(Records from a dataset)

__________________________________________________

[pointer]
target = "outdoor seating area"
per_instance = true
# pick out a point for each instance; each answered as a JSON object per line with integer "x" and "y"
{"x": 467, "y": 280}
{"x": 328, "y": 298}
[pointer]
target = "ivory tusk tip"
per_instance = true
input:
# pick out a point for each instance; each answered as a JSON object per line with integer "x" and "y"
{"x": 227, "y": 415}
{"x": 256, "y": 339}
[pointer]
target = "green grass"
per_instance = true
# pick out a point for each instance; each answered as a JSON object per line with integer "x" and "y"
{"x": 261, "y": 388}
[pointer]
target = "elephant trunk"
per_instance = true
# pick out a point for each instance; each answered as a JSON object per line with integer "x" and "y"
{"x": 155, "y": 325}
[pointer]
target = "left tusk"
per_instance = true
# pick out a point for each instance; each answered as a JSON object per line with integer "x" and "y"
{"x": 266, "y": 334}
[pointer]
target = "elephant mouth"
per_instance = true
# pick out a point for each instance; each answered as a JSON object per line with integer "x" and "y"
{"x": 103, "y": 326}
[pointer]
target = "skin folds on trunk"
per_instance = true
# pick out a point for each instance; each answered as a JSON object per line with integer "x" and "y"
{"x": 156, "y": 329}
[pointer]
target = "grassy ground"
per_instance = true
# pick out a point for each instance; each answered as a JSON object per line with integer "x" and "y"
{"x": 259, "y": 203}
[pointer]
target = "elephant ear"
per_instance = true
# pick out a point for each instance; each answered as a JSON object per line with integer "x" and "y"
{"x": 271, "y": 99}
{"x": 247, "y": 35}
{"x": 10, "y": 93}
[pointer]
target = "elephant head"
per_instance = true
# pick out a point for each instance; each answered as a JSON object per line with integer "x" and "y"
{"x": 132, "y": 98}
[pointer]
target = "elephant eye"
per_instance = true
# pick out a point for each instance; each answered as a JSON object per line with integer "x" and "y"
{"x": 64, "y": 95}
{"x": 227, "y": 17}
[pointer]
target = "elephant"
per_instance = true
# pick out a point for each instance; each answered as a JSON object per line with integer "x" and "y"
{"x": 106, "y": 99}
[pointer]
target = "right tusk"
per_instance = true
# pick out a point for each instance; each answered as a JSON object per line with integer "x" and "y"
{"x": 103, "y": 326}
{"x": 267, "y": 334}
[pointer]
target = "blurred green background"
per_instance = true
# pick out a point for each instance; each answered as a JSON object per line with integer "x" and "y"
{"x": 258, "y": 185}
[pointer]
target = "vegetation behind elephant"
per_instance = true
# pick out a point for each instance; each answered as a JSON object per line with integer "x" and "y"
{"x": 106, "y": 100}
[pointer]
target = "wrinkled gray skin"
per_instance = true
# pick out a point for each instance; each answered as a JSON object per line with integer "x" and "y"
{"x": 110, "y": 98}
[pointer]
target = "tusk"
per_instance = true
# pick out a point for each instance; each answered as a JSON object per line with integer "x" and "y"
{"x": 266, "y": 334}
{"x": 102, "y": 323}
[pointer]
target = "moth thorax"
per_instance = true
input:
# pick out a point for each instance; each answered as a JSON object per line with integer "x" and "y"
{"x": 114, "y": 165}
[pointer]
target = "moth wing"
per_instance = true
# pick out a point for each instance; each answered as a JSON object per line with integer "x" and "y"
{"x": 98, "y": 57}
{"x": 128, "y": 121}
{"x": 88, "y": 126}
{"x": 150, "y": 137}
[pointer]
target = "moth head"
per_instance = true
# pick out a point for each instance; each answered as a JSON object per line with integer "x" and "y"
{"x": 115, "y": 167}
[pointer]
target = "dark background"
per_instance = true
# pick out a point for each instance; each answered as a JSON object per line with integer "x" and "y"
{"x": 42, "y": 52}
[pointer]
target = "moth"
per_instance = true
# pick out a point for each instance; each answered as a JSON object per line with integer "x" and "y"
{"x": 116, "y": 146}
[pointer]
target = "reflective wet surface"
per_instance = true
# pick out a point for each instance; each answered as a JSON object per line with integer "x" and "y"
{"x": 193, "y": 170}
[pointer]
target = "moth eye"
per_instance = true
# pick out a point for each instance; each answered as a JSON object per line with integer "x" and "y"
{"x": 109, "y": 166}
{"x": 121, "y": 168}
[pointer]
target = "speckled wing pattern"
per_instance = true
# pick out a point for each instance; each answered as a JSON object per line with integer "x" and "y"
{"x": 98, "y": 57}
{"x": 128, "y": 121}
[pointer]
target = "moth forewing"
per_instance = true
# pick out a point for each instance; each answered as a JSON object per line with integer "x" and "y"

__________________________________________________

_The exercise:_
Exact output of every entry is required.

_Solution to this exercise:_
[pointer]
target = "outdoor seating area"
per_instance = true
# pick out a point for each instance; each answered as a JSON object per line with integer "x" and "y"
{"x": 467, "y": 280}
{"x": 328, "y": 298}
[pointer]
target = "ivory tusk tip"
per_instance = true
input:
# pick out a point for each instance; each answered as a JSON object per line with integer "x" and "y"
{"x": 227, "y": 415}
{"x": 256, "y": 339}
[pointer]
target = "green grass"
per_instance = true
# pick out a point for each instance; each answered as a JSON object per line with integer "x" and "y"
{"x": 261, "y": 388}
[pointer]
target = "elephant trunk"
per_instance = true
# pick out a point for each instance; each answered as a JSON object per line with integer "x" and "y"
{"x": 155, "y": 325}
[pointer]
target = "left tusk"
per_instance = true
# pick out a point for each instance; each answered as a JSON object per line with integer "x" and "y"
{"x": 266, "y": 334}
[pointer]
target = "elephant mouth"
per_instance = true
# pick out a point for each instance; each answered as a JSON object per line with integer "x" and "y"
{"x": 103, "y": 326}
[pointer]
target = "skin folds on trunk"
per_instance = true
# pick out a point for each instance; each answered as a JSON object per line with integer "x" and "y"
{"x": 156, "y": 329}
[pointer]
target = "grassy ground"
per_instance = true
# pick out a point for each instance; each answered as a JSON object per line with integer "x" and "y"
{"x": 259, "y": 203}
[pointer]
target = "elephant ear"
per_instance = true
# pick out a point for each instance; each answered as a JSON object per line with integer "x" and "y"
{"x": 271, "y": 99}
{"x": 247, "y": 35}
{"x": 10, "y": 93}
[pointer]
target = "elephant head"
per_instance = true
# pick out a point for each instance; each answered as a JSON object per line with integer "x" and "y"
{"x": 132, "y": 98}
[pointer]
target = "elephant eye"
per_instance = true
# pick out a point for each instance; each answered as a JSON object per line with integer "x" and "y"
{"x": 64, "y": 95}
{"x": 227, "y": 17}
[pointer]
target = "elephant"
per_instance = true
# pick out a point for each instance; each answered as a JSON object per line with integer "x" and "y"
{"x": 106, "y": 99}
[pointer]
target = "right tusk"
per_instance = true
# pick out a point for each instance; each answered as a JSON object per line with integer "x" and "y"
{"x": 103, "y": 326}
{"x": 267, "y": 334}
[pointer]
target = "blurred green background"
per_instance = true
# pick out a point for each instance; each answered as a JSON object per line with integer "x" and "y"
{"x": 258, "y": 185}
[pointer]
target = "vegetation behind elephant"
per_instance = true
# pick out a point for each instance; each answered as a JSON object per line with integer "x" and "y"
{"x": 106, "y": 100}
[pointer]
target = "wrinkled gray skin"
per_instance = true
# pick out a point for each instance; each answered as a JSON object per line with integer "x" and "y"
{"x": 110, "y": 98}
[pointer]
target = "tusk"
per_instance = true
# pick out a point for each instance; each answered as a JSON object per line with integer "x" and "y"
{"x": 266, "y": 334}
{"x": 102, "y": 323}
[pointer]
target = "moth thorax"
per_instance = true
input:
# pick out a point for each instance; each answered as a JSON object per line with integer "x" and "y"
{"x": 114, "y": 165}
[pointer]
target = "moth wing"
per_instance = true
# pick out a point for each instance; each answered as a JSON object per line with integer "x" and "y"
{"x": 98, "y": 57}
{"x": 128, "y": 121}
{"x": 88, "y": 126}
{"x": 150, "y": 137}
[pointer]
target = "moth head"
per_instance = true
# pick out a point for each instance; each answered as a JSON object per line with integer "x" and "y"
{"x": 115, "y": 167}
[pointer]
target = "dark background"
per_instance = true
# pick out a point for each instance; each answered as a JSON object per line with integer "x" and "y"
{"x": 42, "y": 52}
[pointer]
target = "moth"
per_instance = true
# pick out a point for each instance; each answered as a JSON object per line with integer "x" and "y"
{"x": 116, "y": 146}
[pointer]
target = "reflective wet surface"
per_instance = true
# pick out a point for each instance; each answered as a JSON object per line with integer "x" and "y"
{"x": 193, "y": 170}
[pointer]
target = "moth eye"
per_instance = true
# pick out a point for each instance; each answered as a JSON object per line with integer "x" and "y"
{"x": 109, "y": 166}
{"x": 121, "y": 168}
[pointer]
target = "speckled wing pattern"
per_instance = true
# pick out a point for each instance; each answered as a JSON object per line with integer "x" and "y"
{"x": 98, "y": 57}
{"x": 128, "y": 121}
[pointer]
target = "moth forewing"
per_instance = true
# pick out a point for each instance; each answered as a JSON object per line with integer "x" and "y"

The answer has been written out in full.